+++ Record set

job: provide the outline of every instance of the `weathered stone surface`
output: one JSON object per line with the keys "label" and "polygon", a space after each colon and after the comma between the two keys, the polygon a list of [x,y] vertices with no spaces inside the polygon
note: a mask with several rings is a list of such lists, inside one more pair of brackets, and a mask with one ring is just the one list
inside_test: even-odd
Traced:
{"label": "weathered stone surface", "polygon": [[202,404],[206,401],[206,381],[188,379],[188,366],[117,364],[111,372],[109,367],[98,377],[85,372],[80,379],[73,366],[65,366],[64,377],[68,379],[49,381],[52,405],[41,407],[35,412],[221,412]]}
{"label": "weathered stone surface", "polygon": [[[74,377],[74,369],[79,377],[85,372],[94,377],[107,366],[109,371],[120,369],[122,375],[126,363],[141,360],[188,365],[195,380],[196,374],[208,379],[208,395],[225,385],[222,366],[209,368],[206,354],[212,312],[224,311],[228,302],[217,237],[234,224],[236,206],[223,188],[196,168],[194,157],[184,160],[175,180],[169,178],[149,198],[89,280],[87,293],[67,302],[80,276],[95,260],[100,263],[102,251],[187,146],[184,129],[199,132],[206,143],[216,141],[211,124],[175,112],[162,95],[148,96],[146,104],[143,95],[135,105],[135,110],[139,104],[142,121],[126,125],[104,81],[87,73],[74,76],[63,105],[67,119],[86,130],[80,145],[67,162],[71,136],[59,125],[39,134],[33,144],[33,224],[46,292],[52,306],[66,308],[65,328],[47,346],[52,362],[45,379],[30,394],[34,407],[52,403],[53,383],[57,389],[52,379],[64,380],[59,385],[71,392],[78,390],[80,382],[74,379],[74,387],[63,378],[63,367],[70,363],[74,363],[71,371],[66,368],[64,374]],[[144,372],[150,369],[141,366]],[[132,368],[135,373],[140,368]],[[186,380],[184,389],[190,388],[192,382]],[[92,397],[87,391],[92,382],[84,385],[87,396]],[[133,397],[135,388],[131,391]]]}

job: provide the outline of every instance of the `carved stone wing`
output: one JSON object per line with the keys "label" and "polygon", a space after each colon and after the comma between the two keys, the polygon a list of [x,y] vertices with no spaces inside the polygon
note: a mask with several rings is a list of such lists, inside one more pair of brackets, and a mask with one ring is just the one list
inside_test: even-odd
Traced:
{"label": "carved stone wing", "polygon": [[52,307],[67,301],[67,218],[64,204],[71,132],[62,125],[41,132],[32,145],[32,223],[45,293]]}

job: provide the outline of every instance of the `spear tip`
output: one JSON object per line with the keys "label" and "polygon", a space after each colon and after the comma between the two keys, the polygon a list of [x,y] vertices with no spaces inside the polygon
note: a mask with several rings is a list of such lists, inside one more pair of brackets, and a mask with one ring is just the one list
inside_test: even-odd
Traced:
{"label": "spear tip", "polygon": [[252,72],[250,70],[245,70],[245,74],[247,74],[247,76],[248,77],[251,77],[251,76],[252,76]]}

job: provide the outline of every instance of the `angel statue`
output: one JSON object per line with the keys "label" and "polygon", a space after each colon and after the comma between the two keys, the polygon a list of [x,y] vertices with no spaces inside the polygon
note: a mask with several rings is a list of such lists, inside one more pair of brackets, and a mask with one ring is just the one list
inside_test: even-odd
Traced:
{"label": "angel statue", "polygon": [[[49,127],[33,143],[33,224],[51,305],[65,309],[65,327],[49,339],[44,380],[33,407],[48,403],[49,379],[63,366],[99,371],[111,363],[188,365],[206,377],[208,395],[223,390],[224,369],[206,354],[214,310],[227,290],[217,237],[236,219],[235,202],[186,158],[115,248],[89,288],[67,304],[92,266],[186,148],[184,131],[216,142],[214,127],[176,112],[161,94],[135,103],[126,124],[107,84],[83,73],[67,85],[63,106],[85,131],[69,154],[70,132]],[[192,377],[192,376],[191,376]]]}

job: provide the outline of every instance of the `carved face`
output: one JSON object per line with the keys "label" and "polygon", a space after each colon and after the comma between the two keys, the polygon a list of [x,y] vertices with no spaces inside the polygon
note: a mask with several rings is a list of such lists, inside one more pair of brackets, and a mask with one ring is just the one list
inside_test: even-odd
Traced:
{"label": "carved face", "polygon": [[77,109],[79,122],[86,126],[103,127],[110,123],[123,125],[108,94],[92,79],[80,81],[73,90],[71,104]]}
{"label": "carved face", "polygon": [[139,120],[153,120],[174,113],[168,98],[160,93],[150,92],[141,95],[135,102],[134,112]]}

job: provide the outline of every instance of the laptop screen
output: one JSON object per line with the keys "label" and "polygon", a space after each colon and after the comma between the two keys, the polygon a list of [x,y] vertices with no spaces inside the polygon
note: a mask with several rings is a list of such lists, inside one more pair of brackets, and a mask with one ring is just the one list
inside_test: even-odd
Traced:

++++++

Output the records verbatim, from the first line to the last.

§ **Result of the task**:
job: provide the outline of every instance of the `weathered stone surface`
output: one JSON object per line with the keys "label" and "polygon", a space after each colon and after the comma between the two keys, the polygon a list of [x,y] vertices with no spaces inside the polygon
note: a mask with several rings is a list of such lists, inside one more pair of brackets, and a mask with one ring is just the one list
inside_test: even-odd
Traced:
{"label": "weathered stone surface", "polygon": [[202,404],[206,401],[206,381],[188,379],[188,366],[117,364],[111,372],[109,367],[98,377],[85,372],[80,379],[73,366],[65,366],[64,377],[68,379],[49,381],[52,405],[41,407],[35,412],[221,412]]}
{"label": "weathered stone surface", "polygon": [[[74,377],[74,369],[79,377],[85,372],[94,377],[107,366],[109,371],[120,369],[122,375],[126,363],[141,360],[188,365],[195,380],[196,374],[208,379],[208,395],[225,385],[222,366],[209,368],[206,354],[212,312],[224,311],[228,302],[217,237],[234,224],[236,206],[223,188],[196,168],[194,157],[184,160],[175,180],[169,178],[149,198],[89,280],[87,293],[67,302],[80,276],[95,260],[100,263],[102,251],[187,146],[184,129],[199,132],[206,143],[216,141],[211,124],[175,112],[162,95],[148,96],[146,104],[143,95],[135,105],[135,110],[139,104],[142,121],[126,125],[104,81],[87,73],[74,76],[63,105],[67,119],[86,130],[80,145],[67,162],[71,136],[59,125],[39,134],[33,144],[33,224],[46,292],[52,306],[66,308],[65,328],[47,346],[52,362],[45,379],[30,394],[34,407],[52,403],[53,383],[57,389],[52,379],[64,380],[59,385],[71,392],[78,390],[80,382],[74,379],[74,387],[63,378],[63,367],[70,363],[74,363],[71,371],[66,368],[64,374]],[[144,372],[150,369],[141,366]],[[132,368],[135,373],[140,368]],[[186,380],[184,389],[190,388],[192,382]],[[92,397],[87,391],[92,382],[84,385],[87,396]],[[133,397],[135,388],[131,391]]]}

job: provide the outline of every instance of the `carved stone wing`
output: one JSON object per line with the keys "label" and "polygon", a space after each colon and after the comma between the two keys, the polygon a list of [x,y] vertices with no spaces inside the polygon
note: a mask with several rings is a list of such lists, inside one more pair of brackets, and a mask with one ring is just the one list
inside_test: even-odd
Traced:
{"label": "carved stone wing", "polygon": [[52,307],[67,301],[67,218],[64,204],[71,132],[62,125],[41,132],[32,145],[32,223],[45,293]]}

job: provide the outline of every instance of the `spear tip`
output: one JSON object per line with the keys "label" and "polygon", a space after each colon and after the comma between the two keys, the polygon a list of [x,y] vertices with no spaces inside the polygon
note: a mask with several rings is a list of such lists, inside one more pair of brackets, and a mask with one ring is just the one list
inside_test: even-odd
Traced:
{"label": "spear tip", "polygon": [[252,72],[250,70],[245,70],[245,74],[247,74],[247,76],[248,77],[251,77],[251,76],[252,76]]}

job: provide the outline of every instance of the `angel statue`
output: one JSON object per line with the keys "label" and "polygon", a space after each colon and after the comma between the two keys, the polygon a list of [x,y] vertices with no spaces inside the polygon
note: a mask with several rings is a list of such lists, inside one more pair of brackets, and a mask with one ring is just the one list
inside_test: even-odd
Traced:
{"label": "angel statue", "polygon": [[[49,127],[33,143],[33,224],[51,305],[65,309],[65,327],[49,339],[44,380],[33,407],[48,403],[49,379],[63,366],[99,371],[111,363],[188,365],[206,377],[208,395],[223,390],[224,369],[206,354],[214,310],[227,290],[217,237],[236,219],[235,202],[186,158],[115,248],[89,288],[67,304],[92,266],[186,148],[184,131],[216,142],[214,127],[176,112],[161,94],[135,103],[126,124],[107,84],[83,73],[67,85],[63,106],[85,131],[69,154],[70,132]],[[192,377],[192,376],[191,376]]]}

job: provide the outline of every instance of the `carved face`
output: one JSON object per line with the keys "label" and "polygon", a space after each colon and after the comma between the two keys, the polygon a list of [x,y] vertices with no spaces inside the polygon
note: a mask with several rings is a list of such lists, inside one more pair of brackets, and a mask with one ring is just the one list
inside_test: even-odd
Traced:
{"label": "carved face", "polygon": [[77,109],[79,122],[86,126],[103,127],[110,123],[123,125],[108,94],[92,79],[80,81],[73,90],[71,104]]}
{"label": "carved face", "polygon": [[139,120],[153,120],[174,113],[168,98],[160,93],[150,92],[141,95],[135,102],[134,112]]}

job: provide the outline of every instance of the laptop screen
output: one JSON object per line with the keys "label" and "polygon", a space after each colon and after the comma between the two keys, the polygon a list of [x,y] vertices with no spaces inside the polygon
note: a mask with several rings is a list of such lists, inside one more pair of brackets, and a mask with one ring is just the one list
inside_test: even-odd
Traced:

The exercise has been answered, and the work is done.